Stored data entries:
--*--
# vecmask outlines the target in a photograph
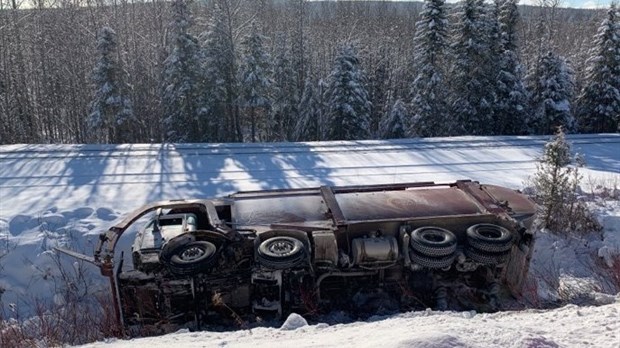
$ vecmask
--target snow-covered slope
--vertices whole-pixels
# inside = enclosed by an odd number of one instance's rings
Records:
[[[583,170],[586,191],[590,186],[620,183],[619,134],[568,139],[588,163]],[[547,140],[459,137],[282,144],[0,146],[0,287],[5,290],[1,305],[7,313],[16,308],[27,310],[26,299],[35,297],[62,303],[63,275],[55,267],[53,247],[90,253],[98,234],[113,220],[150,201],[219,196],[238,190],[457,179],[522,188]],[[583,270],[573,269],[580,267],[574,260],[583,253],[598,251],[603,258],[617,253],[620,207],[605,203],[600,210],[606,224],[603,240],[566,246],[552,236],[542,236],[534,264],[561,265],[560,279],[562,274],[579,276]],[[131,235],[124,236],[120,249],[127,250],[131,239]],[[87,271],[89,286],[100,285],[103,279],[97,270]],[[568,276],[562,279],[571,279]],[[549,299],[556,295],[546,294]],[[601,346],[615,343],[619,337],[618,301],[606,301],[615,302],[541,313],[408,313],[371,323],[319,325],[293,332],[254,329],[251,333],[188,333],[165,339],[208,346],[254,341],[314,346],[331,345],[333,339],[345,346],[389,342],[393,346],[551,347],[580,346],[576,340],[582,339],[583,332],[583,339]],[[584,329],[584,320],[590,320],[592,324],[586,325],[592,327]],[[523,323],[517,325],[520,321]],[[555,324],[539,325],[547,321],[564,327],[555,334]],[[470,334],[474,329],[480,334]],[[375,330],[381,334],[373,334]],[[400,336],[395,336],[397,332]]]

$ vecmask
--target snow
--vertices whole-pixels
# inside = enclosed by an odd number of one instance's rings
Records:
[[[134,144],[0,146],[0,288],[5,313],[25,310],[20,299],[56,303],[54,246],[87,254],[98,234],[143,204],[212,197],[238,190],[473,179],[524,188],[549,137],[452,137],[385,141],[265,144]],[[583,192],[620,183],[620,134],[571,135],[585,155]],[[177,332],[159,338],[111,340],[88,347],[147,344],[192,346],[360,347],[617,347],[620,297],[592,274],[590,256],[612,265],[620,254],[620,202],[591,203],[600,235],[561,239],[538,234],[531,273],[540,301],[589,293],[584,304],[554,310],[409,312],[367,322],[308,325],[296,314],[281,328],[232,332]],[[123,236],[126,254],[133,240]],[[69,269],[80,267],[63,258]],[[105,279],[88,268],[89,281]],[[553,290],[554,285],[559,291]],[[573,291],[578,289],[578,291]],[[607,292],[607,294],[605,293]]]
[[[605,260],[607,266],[612,267],[613,256],[620,255],[620,202],[615,201],[600,211],[599,219],[604,229],[598,256]]]
[[[614,303],[599,307],[494,314],[427,310],[350,324],[183,332],[83,347],[617,347],[619,316],[616,297]]]
[[[280,327],[280,330],[297,330],[304,326],[308,326],[306,319],[297,313],[291,313]]]

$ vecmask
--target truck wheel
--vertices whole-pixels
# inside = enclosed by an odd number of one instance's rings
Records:
[[[509,230],[494,224],[477,224],[467,229],[467,242],[475,249],[501,253],[512,248],[513,235]]]
[[[456,236],[444,228],[425,226],[411,232],[409,244],[422,255],[448,256],[456,251]]]
[[[412,251],[409,253],[409,258],[411,258],[411,261],[422,267],[441,269],[450,267],[454,262],[455,255],[431,257]]]
[[[499,253],[487,253],[477,249],[465,249],[465,255],[473,261],[483,265],[499,265],[503,264],[510,258],[510,251]]]
[[[161,249],[161,252],[159,253],[159,261],[167,264],[179,248],[195,241],[196,237],[191,233],[183,233],[170,239]]]
[[[217,248],[211,242],[196,241],[175,250],[167,266],[174,274],[191,275],[205,271],[217,260]]]
[[[272,269],[286,269],[299,265],[305,258],[304,244],[297,238],[275,236],[263,241],[257,250],[258,262]]]

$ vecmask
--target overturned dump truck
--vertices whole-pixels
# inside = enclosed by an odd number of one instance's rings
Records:
[[[239,192],[153,203],[94,256],[61,251],[110,277],[119,322],[141,334],[293,311],[493,310],[524,282],[535,212],[468,180]],[[127,270],[115,246],[135,223]]]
--*--
Restate each entry verbatim and skip every image.

▸ Result
# vecmask outlines the target in a photograph
$ vecmask
--target snow-covered slope
--vertices whole-pixels
# inside = enclosed by an odd number of one instance's rings
Records:
[[[583,170],[586,191],[590,186],[620,183],[619,134],[568,139],[588,163]],[[547,140],[459,137],[282,144],[0,146],[0,287],[5,290],[1,305],[7,313],[16,308],[27,310],[26,299],[35,297],[62,303],[63,275],[55,267],[53,247],[90,253],[98,234],[113,220],[150,201],[219,196],[238,190],[457,179],[522,188]],[[583,270],[573,269],[580,267],[574,260],[583,253],[598,251],[603,258],[617,253],[620,207],[605,203],[600,210],[606,224],[603,240],[566,246],[552,236],[542,236],[534,264],[561,265],[560,279],[562,274],[579,276]],[[131,235],[124,236],[120,249],[127,250],[131,239]],[[87,271],[89,286],[100,285],[103,279],[97,270]],[[568,276],[562,279],[571,279]],[[549,299],[556,295],[546,294]],[[601,346],[615,343],[619,337],[618,301],[606,301],[615,302],[541,313],[408,313],[371,323],[319,325],[293,332],[254,329],[251,333],[188,333],[165,339],[208,346],[254,341],[314,346],[331,345],[333,339],[345,346],[389,342],[393,346],[551,347],[580,346],[576,340],[582,339],[583,332],[583,339]],[[584,329],[584,320],[590,320],[592,324],[586,325],[592,327]],[[523,323],[517,325],[520,321]],[[555,324],[539,325],[547,321],[564,327],[555,334]],[[470,334],[474,329],[480,334]],[[375,330],[381,334],[373,334]],[[400,336],[395,336],[397,332]]]

$ vecmask
--target snow
--vertices whole-pixels
# inside = enclosed by an odd number of one instance's rings
Records:
[[[134,144],[0,146],[0,288],[5,313],[25,310],[20,299],[56,303],[54,246],[87,254],[98,234],[143,204],[212,197],[238,190],[473,179],[524,188],[549,137],[452,137],[385,141],[265,144]],[[583,192],[620,183],[620,134],[571,135],[585,155]],[[177,332],[159,338],[111,340],[88,347],[147,344],[192,346],[360,347],[617,347],[620,297],[592,274],[590,256],[612,265],[620,254],[620,202],[591,203],[600,235],[561,239],[538,234],[531,273],[540,301],[589,293],[584,304],[554,310],[409,312],[367,322],[308,325],[296,314],[281,328],[232,332]],[[123,236],[126,254],[133,240]],[[69,269],[80,267],[63,258]],[[105,279],[88,268],[89,281]],[[553,290],[554,285],[559,291]],[[573,291],[578,289],[578,291]],[[607,292],[607,294],[605,293]]]
[[[605,260],[607,266],[612,267],[613,256],[620,255],[620,202],[615,201],[600,211],[599,219],[604,229],[598,256]]]
[[[614,303],[599,307],[494,314],[427,310],[350,324],[183,332],[83,347],[617,347],[619,316],[616,297]]]
[[[280,327],[280,330],[297,330],[304,326],[308,326],[306,319],[297,313],[291,313]]]

$ vecmask
--target truck wheel
--vertices whole-pixels
# inside = enclosed by an odd number of one instance's rings
Records:
[[[509,230],[494,224],[477,224],[467,229],[467,242],[475,249],[501,253],[512,248],[513,235]]]
[[[456,236],[444,228],[425,226],[411,232],[409,244],[422,255],[448,256],[456,251]]]
[[[412,251],[409,253],[409,258],[411,258],[411,261],[422,267],[441,269],[450,267],[454,262],[455,255],[431,257]]]
[[[499,253],[487,253],[477,249],[465,249],[465,255],[473,261],[483,265],[499,265],[503,264],[510,258],[510,251]]]
[[[161,249],[161,252],[159,253],[159,261],[167,264],[179,248],[195,241],[196,237],[191,233],[183,233],[170,239]]]
[[[217,248],[211,242],[196,241],[175,250],[167,266],[174,274],[191,275],[205,271],[217,260]]]
[[[272,269],[286,269],[299,265],[305,258],[304,244],[297,238],[275,236],[263,241],[257,250],[258,262]]]

$ vecmask
--target overturned dump truck
--vertices whole-pixels
# inside = enclosed by an odd number of one instance's rings
Records:
[[[239,192],[153,203],[94,256],[61,251],[110,277],[119,322],[141,334],[293,311],[493,310],[524,282],[535,212],[468,180]],[[127,270],[115,246],[135,223]]]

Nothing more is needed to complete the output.